(TASKS AND EXERCISES)
(a) Please list every oil price in Canadian dollars that the oil stocks passage mentions.
(b) Resume the oil stocks passage after its last sentence.

(QUOTED TEXT)
○ ○ ○ ○
A case in point right now, is oil stocks. Most oil stocks in Canada are fairly low yielding but Husky Energy (HUSKY.PK) stands out in offering a higher dividend yield to investors. Recently as oil climbed from under C$100 to around C$147, oil stocks soared with sentiment all around claiming high oil was here to stay and that we could hit C$200/barrel quickly. Since then oil has begun to come off as it is now flirting with C$125/barrel. Evidence exists that high oil is curbing demand, and that the U.S. economy is slowing. These factors along with the usual speculative trading dynamics seem to have turned the bus around.

Anticipating this move, the stocks of the oil companies themselves have been falling. So much so, that Husky Energy has actually come off about 23% since May 21. The iShares Cdn S&P/TSX Capped Energy ETF [XEG.T0] has come off about 18% during the same time frame. What makes the move down by Husky so intriguing to me is that the stock pays a nice, rising dividend. Husky is now yielding almost 4% and sports a dividend pay out ratio of earnings of about 35%. If you expect the world's insatiable appetite for oil to continue, and expect per barrel prices to leave double digits as a distant memory, take note. Remember, oil is still well above its average price over the last few years.
○ ○ ○ ○
(Dataset excerpts on object pointing)
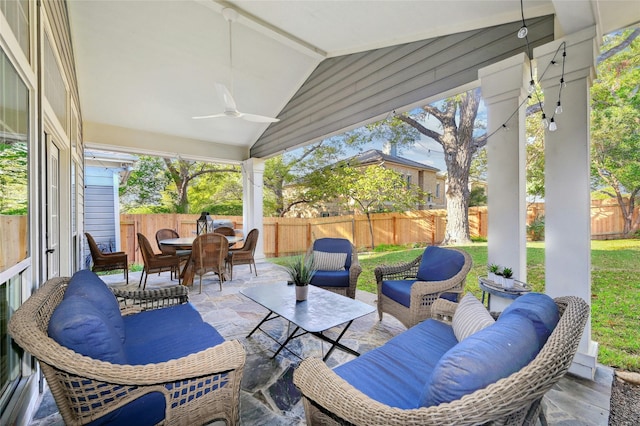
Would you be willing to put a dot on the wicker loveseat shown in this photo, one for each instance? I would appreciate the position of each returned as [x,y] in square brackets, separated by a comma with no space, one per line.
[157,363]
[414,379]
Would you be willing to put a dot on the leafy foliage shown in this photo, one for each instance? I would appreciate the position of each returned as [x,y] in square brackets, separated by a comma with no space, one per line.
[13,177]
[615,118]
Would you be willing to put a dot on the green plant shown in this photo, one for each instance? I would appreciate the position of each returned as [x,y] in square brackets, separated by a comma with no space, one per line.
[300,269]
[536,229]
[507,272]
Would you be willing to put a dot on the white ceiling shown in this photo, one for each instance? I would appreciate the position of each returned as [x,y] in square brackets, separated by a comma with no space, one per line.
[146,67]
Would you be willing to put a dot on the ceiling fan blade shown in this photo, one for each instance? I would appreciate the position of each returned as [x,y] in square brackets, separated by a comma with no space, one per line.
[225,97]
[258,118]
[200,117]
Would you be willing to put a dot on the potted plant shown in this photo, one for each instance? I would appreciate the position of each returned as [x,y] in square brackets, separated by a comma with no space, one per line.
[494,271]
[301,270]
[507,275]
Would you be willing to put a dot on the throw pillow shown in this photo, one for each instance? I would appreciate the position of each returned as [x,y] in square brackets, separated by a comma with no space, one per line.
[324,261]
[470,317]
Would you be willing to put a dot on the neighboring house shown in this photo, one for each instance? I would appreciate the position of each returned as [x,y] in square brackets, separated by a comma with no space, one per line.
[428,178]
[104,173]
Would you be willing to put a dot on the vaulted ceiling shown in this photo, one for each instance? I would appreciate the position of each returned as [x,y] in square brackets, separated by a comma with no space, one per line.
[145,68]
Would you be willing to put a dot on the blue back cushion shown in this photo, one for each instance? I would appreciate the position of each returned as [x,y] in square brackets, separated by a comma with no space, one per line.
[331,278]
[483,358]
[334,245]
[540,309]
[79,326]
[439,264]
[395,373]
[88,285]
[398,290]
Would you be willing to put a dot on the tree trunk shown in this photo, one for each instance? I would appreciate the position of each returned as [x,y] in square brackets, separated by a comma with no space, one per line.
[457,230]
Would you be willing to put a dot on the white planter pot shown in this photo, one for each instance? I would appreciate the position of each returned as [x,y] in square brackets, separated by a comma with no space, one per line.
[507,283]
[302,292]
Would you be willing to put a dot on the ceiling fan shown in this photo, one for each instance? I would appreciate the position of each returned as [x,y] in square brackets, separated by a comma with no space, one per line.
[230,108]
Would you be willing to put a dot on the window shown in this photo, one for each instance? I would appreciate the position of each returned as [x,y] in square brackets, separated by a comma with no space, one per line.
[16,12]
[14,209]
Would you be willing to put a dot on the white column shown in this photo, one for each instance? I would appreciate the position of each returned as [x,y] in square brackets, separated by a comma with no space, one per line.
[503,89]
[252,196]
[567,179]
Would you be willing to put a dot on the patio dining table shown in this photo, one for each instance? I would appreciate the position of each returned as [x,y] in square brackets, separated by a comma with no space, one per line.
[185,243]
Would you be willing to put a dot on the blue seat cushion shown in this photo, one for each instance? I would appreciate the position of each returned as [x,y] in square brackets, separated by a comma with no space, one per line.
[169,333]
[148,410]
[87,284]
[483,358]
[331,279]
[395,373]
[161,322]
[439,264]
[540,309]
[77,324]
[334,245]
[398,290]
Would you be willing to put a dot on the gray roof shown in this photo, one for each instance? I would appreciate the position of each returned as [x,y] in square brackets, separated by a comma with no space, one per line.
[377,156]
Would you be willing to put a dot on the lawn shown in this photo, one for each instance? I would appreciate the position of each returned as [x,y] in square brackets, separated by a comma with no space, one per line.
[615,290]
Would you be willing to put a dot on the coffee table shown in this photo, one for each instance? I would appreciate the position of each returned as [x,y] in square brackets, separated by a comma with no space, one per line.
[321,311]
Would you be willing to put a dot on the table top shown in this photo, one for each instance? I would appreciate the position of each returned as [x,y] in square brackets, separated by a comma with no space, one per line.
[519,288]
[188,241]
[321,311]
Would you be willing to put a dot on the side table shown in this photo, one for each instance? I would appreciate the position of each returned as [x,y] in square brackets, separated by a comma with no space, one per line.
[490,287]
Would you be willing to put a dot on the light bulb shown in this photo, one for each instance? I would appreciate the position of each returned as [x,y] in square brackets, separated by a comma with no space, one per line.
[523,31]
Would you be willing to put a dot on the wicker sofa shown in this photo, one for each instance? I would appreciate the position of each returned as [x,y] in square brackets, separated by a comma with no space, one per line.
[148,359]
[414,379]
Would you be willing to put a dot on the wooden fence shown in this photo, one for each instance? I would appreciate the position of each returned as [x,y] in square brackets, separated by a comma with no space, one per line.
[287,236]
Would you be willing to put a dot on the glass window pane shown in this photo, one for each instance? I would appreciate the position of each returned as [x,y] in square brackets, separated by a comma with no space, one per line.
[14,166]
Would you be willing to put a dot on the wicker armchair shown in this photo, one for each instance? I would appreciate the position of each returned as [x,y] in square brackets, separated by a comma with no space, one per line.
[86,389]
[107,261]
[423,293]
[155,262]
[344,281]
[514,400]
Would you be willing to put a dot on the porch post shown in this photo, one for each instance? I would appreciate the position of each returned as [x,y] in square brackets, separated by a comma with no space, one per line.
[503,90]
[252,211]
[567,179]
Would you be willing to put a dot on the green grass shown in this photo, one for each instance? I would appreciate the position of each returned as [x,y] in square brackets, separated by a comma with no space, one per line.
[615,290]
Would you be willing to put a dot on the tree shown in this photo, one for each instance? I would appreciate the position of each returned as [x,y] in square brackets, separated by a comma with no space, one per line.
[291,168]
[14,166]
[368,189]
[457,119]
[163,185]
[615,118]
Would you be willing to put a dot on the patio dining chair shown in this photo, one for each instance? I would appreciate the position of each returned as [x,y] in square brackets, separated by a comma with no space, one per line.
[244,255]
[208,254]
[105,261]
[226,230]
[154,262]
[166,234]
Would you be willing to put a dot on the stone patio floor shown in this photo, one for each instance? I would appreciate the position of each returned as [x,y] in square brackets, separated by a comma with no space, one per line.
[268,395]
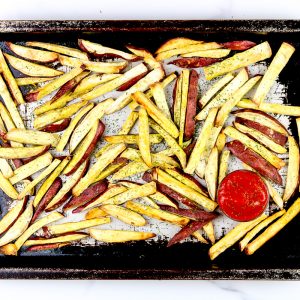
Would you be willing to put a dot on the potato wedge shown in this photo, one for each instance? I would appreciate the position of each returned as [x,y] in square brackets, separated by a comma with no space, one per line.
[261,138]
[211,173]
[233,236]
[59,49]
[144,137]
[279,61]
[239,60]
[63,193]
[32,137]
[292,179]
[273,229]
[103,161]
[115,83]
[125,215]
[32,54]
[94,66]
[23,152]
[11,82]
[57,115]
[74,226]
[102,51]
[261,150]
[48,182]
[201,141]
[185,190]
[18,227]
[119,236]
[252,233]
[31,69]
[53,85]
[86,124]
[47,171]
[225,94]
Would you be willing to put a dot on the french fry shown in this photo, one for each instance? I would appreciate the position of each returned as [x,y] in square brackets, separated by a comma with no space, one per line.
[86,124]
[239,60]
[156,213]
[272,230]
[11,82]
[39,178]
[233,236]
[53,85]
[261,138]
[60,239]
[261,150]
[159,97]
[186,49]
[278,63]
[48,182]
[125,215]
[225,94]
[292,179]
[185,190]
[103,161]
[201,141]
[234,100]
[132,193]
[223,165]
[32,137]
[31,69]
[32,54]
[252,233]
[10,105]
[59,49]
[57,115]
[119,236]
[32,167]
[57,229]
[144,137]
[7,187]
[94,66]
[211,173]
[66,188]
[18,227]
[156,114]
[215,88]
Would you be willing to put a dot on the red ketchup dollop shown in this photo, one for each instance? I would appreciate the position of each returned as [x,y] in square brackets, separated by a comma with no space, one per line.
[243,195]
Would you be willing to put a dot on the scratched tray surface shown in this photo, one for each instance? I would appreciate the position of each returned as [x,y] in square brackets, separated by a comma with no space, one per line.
○ ○ ○ ○
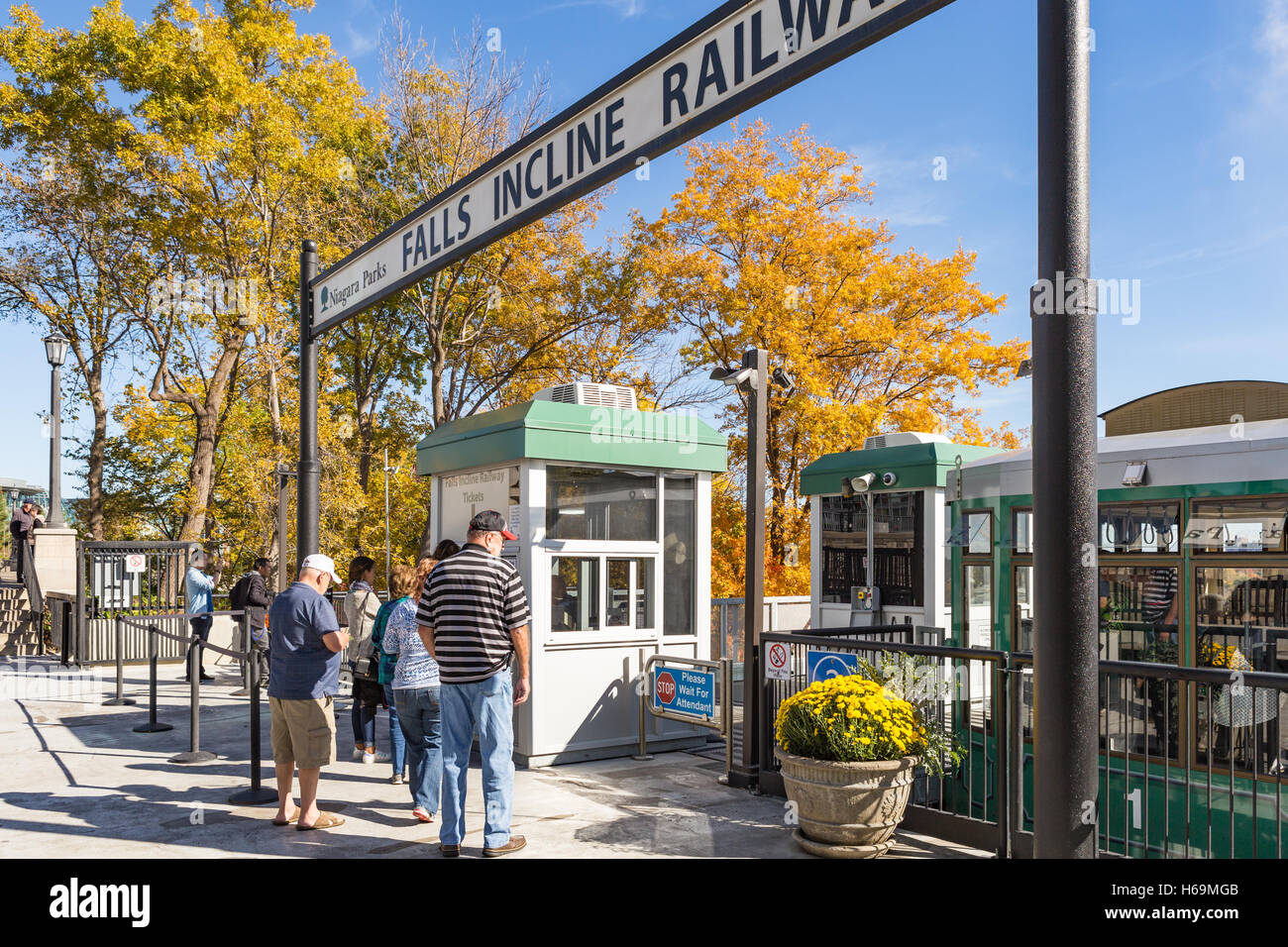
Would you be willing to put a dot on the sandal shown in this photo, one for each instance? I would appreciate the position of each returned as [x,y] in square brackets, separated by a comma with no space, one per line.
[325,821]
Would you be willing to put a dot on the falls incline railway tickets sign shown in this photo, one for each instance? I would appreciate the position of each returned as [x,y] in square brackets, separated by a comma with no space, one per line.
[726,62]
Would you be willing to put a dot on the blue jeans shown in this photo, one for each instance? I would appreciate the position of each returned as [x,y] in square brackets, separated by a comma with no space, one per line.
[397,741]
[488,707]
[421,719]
○ ○ ○ ○
(RESULTS OF THE EXERCISE)
(a) under C$100, around C$147, C$200/barrel, C$125/barrel

(b)
For every $1,000 invested, Husky is paying you C$40/year currently and this will likely rise as their fortunes rise with oil and oil demand. As the sentiment mounts and oil trades lower, it is no fun to have the value of your oil stock fall. However, a nice yield certainly cushions that fall. It allows you to pick up more yields or at least be paid while you wait for your holding to appreciate with the global demand for energy.

In my opinion, this is a very low risk yield with minimal downside and major upside potential. If your investment strategy focuses on dividends and dividend growth, as mine does, then a 4% yield on a non-financial stock that adds diversity to a portfolio is interesting to say the least.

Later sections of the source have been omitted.